__WHAT THE TASK ASKS__
Update the entries below by replacing "background" with "empty space" wherever it occurs, and keep every other line unchanged. Leave the pictures out of your answer.

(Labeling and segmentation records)
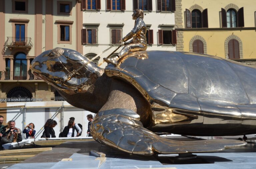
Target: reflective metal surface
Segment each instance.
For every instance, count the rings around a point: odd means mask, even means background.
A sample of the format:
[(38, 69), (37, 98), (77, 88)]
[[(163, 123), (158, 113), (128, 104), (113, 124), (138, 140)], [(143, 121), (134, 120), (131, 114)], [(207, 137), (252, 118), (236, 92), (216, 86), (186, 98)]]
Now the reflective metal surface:
[[(30, 68), (71, 104), (80, 103), (85, 110), (100, 107), (91, 130), (100, 143), (150, 156), (246, 144), (231, 140), (178, 141), (155, 132), (205, 136), (255, 133), (255, 68), (216, 56), (166, 51), (129, 53), (116, 66), (109, 64), (104, 73), (88, 60), (75, 51), (58, 48), (38, 56)], [(67, 80), (68, 75), (87, 63)]]
[(143, 11), (137, 9), (133, 12), (132, 19), (135, 20), (134, 27), (132, 30), (123, 38), (125, 42), (131, 38), (132, 40), (126, 42), (126, 44), (118, 54), (122, 57), (131, 52), (145, 50), (147, 49), (147, 27), (143, 21), (144, 16)]

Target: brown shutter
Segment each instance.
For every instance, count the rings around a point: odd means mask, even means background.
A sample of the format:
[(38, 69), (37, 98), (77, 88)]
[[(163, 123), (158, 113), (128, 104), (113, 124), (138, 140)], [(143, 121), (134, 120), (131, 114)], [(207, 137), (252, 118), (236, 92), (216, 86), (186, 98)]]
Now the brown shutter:
[(228, 58), (239, 59), (239, 42), (235, 39), (232, 39), (228, 42)]
[(152, 44), (154, 43), (154, 40), (153, 39), (153, 30), (150, 29), (148, 30), (148, 44)]
[(188, 9), (186, 9), (186, 28), (191, 28), (191, 13)]
[(139, 8), (138, 5), (138, 0), (133, 0), (133, 10), (137, 9)]
[(82, 43), (86, 44), (87, 43), (86, 29), (83, 29), (82, 30)]
[(171, 1), (171, 8), (172, 11), (175, 11), (176, 10), (175, 5), (175, 0), (172, 0)]
[(163, 44), (163, 30), (158, 30), (158, 44)]
[(121, 0), (121, 11), (125, 10), (125, 0)]
[(244, 27), (243, 7), (239, 9), (237, 11), (237, 22), (238, 27)]
[(203, 42), (199, 40), (197, 40), (197, 44), (198, 45), (198, 53), (204, 53), (204, 44)]
[(177, 44), (177, 34), (176, 30), (172, 31), (172, 44)]
[(148, 0), (148, 11), (152, 11), (153, 9), (152, 0)]
[(86, 9), (86, 0), (82, 0), (82, 9)]
[(157, 10), (161, 11), (162, 11), (161, 0), (157, 0)]
[(197, 45), (197, 40), (196, 40), (192, 44), (192, 47), (193, 48), (193, 52), (194, 53), (198, 53), (198, 46)]
[(107, 0), (107, 10), (111, 10), (111, 0)]
[(222, 28), (227, 28), (227, 12), (223, 8), (221, 8), (221, 20)]
[(203, 28), (208, 28), (208, 10), (206, 9), (202, 13)]
[(96, 44), (97, 43), (97, 37), (96, 36), (97, 30), (95, 29), (92, 29), (92, 44)]
[[(121, 30), (120, 29), (116, 30), (116, 38), (115, 43), (117, 43), (119, 41), (121, 40)], [(119, 42), (118, 43), (120, 43), (120, 42)]]
[(116, 43), (116, 30), (112, 29), (111, 30), (111, 43), (114, 44)]
[(96, 2), (96, 9), (99, 10), (101, 9), (100, 0), (97, 0)]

__ANSWER TO THE TASK__
Target: reflective metal surface
Segment each instance.
For every instance, count the rings around a point: odd means mask, even means empty space.
A sample of the format:
[(38, 69), (37, 98), (77, 88)]
[[(163, 123), (158, 113), (128, 104), (113, 124), (138, 140)], [(143, 121), (134, 120), (131, 114)], [(207, 137), (252, 118), (236, 92), (216, 86), (186, 98)]]
Now the reflective metal surface:
[[(30, 68), (71, 104), (80, 103), (85, 110), (100, 107), (91, 130), (100, 143), (150, 156), (246, 144), (231, 140), (178, 141), (155, 132), (205, 136), (255, 133), (255, 68), (216, 56), (166, 51), (129, 53), (116, 66), (109, 64), (104, 73), (88, 60), (75, 51), (58, 48), (38, 56)], [(67, 80), (68, 75), (87, 63)]]
[(143, 11), (137, 9), (133, 12), (132, 19), (135, 20), (134, 27), (132, 30), (123, 38), (125, 42), (131, 38), (132, 40), (126, 42), (126, 44), (118, 54), (122, 57), (131, 52), (145, 50), (147, 49), (147, 27), (143, 21), (144, 16)]

Target: brown shutter
Segment each instance.
For every instance, count the rings around a point: odd means mask, even means empty space.
A sample of the format:
[(38, 69), (37, 98), (77, 88)]
[[(163, 123), (158, 113), (128, 104), (113, 124), (138, 140)], [(143, 121), (134, 120), (131, 114)], [(207, 137), (252, 118), (236, 92), (216, 86), (186, 98)]]
Now the brown shutter:
[(228, 58), (239, 59), (239, 42), (235, 39), (232, 39), (228, 42)]
[(152, 44), (154, 43), (154, 40), (153, 39), (153, 30), (150, 29), (148, 30), (148, 44)]
[(188, 9), (186, 9), (186, 28), (191, 28), (191, 13)]
[(139, 8), (138, 5), (138, 0), (133, 0), (133, 10), (137, 9)]
[(82, 43), (86, 44), (87, 43), (86, 29), (83, 29), (82, 30)]
[(171, 1), (171, 8), (172, 11), (175, 11), (176, 10), (175, 5), (175, 0), (172, 0)]
[(163, 44), (163, 30), (158, 30), (158, 44)]
[(121, 0), (121, 11), (125, 10), (125, 0)]
[(244, 27), (243, 7), (239, 9), (237, 11), (237, 22), (238, 27)]
[(203, 42), (199, 40), (197, 40), (197, 44), (198, 45), (198, 53), (204, 53), (204, 44)]
[(177, 44), (177, 34), (176, 30), (172, 31), (172, 44)]
[(148, 0), (148, 11), (152, 11), (153, 9), (152, 0)]
[(86, 9), (86, 0), (82, 0), (82, 9)]
[(157, 10), (161, 11), (162, 11), (161, 0), (157, 0)]
[(197, 45), (197, 40), (196, 40), (192, 44), (192, 47), (193, 48), (193, 52), (194, 53), (198, 53), (198, 46)]
[(107, 0), (107, 10), (111, 10), (111, 0)]
[(222, 28), (227, 28), (227, 12), (223, 8), (221, 8), (221, 20)]
[(203, 28), (208, 28), (208, 10), (206, 9), (202, 13)]
[(96, 44), (97, 43), (97, 37), (96, 36), (97, 30), (95, 29), (92, 29), (92, 44)]
[[(121, 30), (120, 29), (116, 30), (116, 38), (115, 43), (117, 43), (119, 41), (121, 40)], [(119, 42), (118, 43), (120, 43), (120, 42)]]
[(116, 43), (116, 30), (112, 29), (111, 30), (111, 43), (114, 44)]
[(96, 2), (96, 9), (99, 10), (101, 9), (100, 0), (97, 0)]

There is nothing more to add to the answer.